- [Task statement]
Your output must match the records below character for character.

- [Records to process]
=====

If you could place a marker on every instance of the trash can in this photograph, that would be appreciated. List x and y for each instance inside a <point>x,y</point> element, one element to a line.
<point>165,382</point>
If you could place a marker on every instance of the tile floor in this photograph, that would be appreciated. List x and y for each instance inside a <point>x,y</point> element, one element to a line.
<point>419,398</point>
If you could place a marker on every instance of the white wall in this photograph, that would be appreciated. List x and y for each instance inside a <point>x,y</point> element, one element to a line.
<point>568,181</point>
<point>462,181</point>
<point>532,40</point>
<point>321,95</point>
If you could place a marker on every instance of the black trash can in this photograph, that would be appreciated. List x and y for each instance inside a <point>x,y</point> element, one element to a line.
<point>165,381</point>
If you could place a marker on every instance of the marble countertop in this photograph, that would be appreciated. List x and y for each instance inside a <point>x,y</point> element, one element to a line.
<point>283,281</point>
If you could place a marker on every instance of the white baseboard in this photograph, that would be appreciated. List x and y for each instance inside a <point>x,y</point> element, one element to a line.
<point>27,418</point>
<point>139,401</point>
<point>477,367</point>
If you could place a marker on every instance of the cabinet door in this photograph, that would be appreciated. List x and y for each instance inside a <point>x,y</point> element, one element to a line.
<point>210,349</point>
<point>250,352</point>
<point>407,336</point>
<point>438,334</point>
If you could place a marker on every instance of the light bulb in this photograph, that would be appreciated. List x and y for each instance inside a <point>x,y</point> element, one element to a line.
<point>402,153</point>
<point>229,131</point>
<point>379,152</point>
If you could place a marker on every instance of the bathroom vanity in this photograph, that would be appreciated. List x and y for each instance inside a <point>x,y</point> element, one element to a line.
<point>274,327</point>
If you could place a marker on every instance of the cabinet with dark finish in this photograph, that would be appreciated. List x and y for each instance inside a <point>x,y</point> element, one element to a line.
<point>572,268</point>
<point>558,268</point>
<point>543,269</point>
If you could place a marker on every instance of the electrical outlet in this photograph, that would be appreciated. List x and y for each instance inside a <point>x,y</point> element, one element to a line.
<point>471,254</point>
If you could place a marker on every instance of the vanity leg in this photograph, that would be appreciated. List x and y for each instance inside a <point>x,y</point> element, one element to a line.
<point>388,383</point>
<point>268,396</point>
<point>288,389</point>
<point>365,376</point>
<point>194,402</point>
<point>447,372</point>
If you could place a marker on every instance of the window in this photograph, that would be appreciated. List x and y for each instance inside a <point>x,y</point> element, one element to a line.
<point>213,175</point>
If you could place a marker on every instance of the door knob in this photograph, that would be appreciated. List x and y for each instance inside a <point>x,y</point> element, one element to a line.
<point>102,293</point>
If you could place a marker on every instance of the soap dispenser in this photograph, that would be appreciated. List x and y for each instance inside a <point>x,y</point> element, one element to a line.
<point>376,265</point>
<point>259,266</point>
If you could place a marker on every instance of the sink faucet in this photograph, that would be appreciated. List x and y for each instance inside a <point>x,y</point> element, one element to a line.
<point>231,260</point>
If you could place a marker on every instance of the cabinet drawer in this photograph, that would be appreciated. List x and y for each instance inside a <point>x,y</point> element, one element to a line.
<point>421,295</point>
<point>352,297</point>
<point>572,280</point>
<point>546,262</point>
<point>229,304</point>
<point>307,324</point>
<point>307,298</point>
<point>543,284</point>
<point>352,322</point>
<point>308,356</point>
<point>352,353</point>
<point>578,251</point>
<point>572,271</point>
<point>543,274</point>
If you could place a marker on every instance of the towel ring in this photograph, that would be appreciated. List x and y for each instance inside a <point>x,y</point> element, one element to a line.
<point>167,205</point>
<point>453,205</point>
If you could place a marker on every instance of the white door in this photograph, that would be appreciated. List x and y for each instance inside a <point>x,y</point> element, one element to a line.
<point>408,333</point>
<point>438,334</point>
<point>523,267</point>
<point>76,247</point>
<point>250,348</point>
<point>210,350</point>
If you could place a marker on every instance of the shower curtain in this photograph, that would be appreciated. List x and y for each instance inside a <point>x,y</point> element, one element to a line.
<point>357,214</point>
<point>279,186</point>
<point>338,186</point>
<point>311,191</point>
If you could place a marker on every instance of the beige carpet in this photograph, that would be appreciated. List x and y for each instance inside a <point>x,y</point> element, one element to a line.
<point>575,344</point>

=====

- [Result of the exercise]
If you could place a marker on every instance of the trash can in this photograph, that would be appreciated. List x and y for each instance inside a <point>x,y</point> element, one element to a line.
<point>165,382</point>
If you could place a marker on every instance of the tile floor in this photograph, that would be appreciated. List x and y for each instance inside a <point>x,y</point> element, one element to a line.
<point>419,398</point>
If you could place a marker on every instance of the white wall in this photograph, that would be appreciated. List x and y for each instance inside a <point>x,y</point> element, one element to a line.
<point>568,181</point>
<point>462,181</point>
<point>532,40</point>
<point>321,95</point>
If you could place a marker on every instance of the black trash can in this photograph, that would be appreciated. List x and y for each instance inside a <point>x,y</point> element, one element to a line.
<point>165,381</point>
If you could place a marker on every instance of the marble countertop in this photograph, that would be appreciated. List x and y for each instance inside a <point>x,y</point> element, one element to a line.
<point>283,281</point>
If you could place a marker on every instance of the white baseboard in this photograph, that would be appreciated. List x and y for each instance inside a <point>x,y</point> element, one element to a line.
<point>27,418</point>
<point>139,401</point>
<point>477,367</point>
If you could place a marker on every instance of the cabinet door in this photograph, that would be appreciated. List x and y for each instance inside a <point>x,y</point> element, one element to a line.
<point>210,349</point>
<point>250,352</point>
<point>407,336</point>
<point>438,334</point>
If you could place a marker on every instance of the light bulb in this photograph, that would be appreciated. List x and y for each instance inside a <point>x,y</point> element, one element to a line.
<point>402,153</point>
<point>229,131</point>
<point>379,152</point>
If you could place a marker on every instance of the bathroom vanity in this photograph, that would be appreciated. List x and y for each instance inside a <point>x,y</point> element, one element to a line.
<point>274,327</point>
If you could place a marker on every instance of the cabinet with dark finish in this photograph, that would be appreciated. List x and y for each instance inside a <point>x,y</point> element, one element to a line.
<point>572,268</point>
<point>558,268</point>
<point>543,269</point>
If you could place a marker on every instance of the electrical outlet in this photograph, that would be appreciated. List x and y for each instance inside a <point>x,y</point> element, one element to a line.
<point>471,254</point>
If you could place a marker on every instance of the vanity leg in this photograph, that would be appreciated. List x and y for each instance inside a <point>x,y</point> element, one element to a line.
<point>388,383</point>
<point>268,396</point>
<point>288,389</point>
<point>365,376</point>
<point>194,402</point>
<point>447,372</point>
If you could place a marker on every instance of the window in this photograph, that would be appreciated. List x and y for each instance inside a <point>x,y</point> element, one element to a line.
<point>213,175</point>
If you could place a marker on every instance of the door knob in this photograph, that would be appreciated. List x and y for each instance inside a <point>x,y</point> element, one element to a line.
<point>102,293</point>
If you could place a marker on every instance of the soap dispenser in this photograph, that would be appreciated. List x and y for each instance inside a <point>x,y</point> element, one element to a line.
<point>376,265</point>
<point>259,266</point>
If you could place a marker on every instance of the sink faucet in this photograph, that would be appreciated. List x and y for each instance inside a <point>x,y</point> element, one element to a line.
<point>231,260</point>
If you could place a marker on every instance of the cabinet drawer in this photograph, that would be appreciated. List x and y for each instance inside a <point>x,y</point> element, one element to a line.
<point>421,295</point>
<point>352,297</point>
<point>572,280</point>
<point>546,262</point>
<point>229,304</point>
<point>307,324</point>
<point>307,298</point>
<point>543,284</point>
<point>352,322</point>
<point>308,356</point>
<point>352,353</point>
<point>578,251</point>
<point>572,271</point>
<point>543,274</point>
If you could place a marker on every instance of the towel ring in this photograph, that would be appreciated. List x and y for each instance inside a <point>x,y</point> element, one element to a line.
<point>167,205</point>
<point>453,205</point>
If you could place a marker on every instance of the white door in this photograph, that would be appreciated. List x and y for each instance inside a <point>x,y</point> element, one element to a line.
<point>408,333</point>
<point>438,334</point>
<point>523,267</point>
<point>76,247</point>
<point>250,348</point>
<point>210,350</point>
If you could place a marker on every instance of the shower curtain in this photograph, that would be appreciated. List x and y for each instance inside a <point>x,y</point> element, one element to a line.
<point>357,214</point>
<point>279,186</point>
<point>338,186</point>
<point>311,191</point>
If you could place a marker on every instance of the beige carpet in this photograph, that would be appreciated. List x and y for each instance inside a <point>x,y</point> element, one element to a line.
<point>575,344</point>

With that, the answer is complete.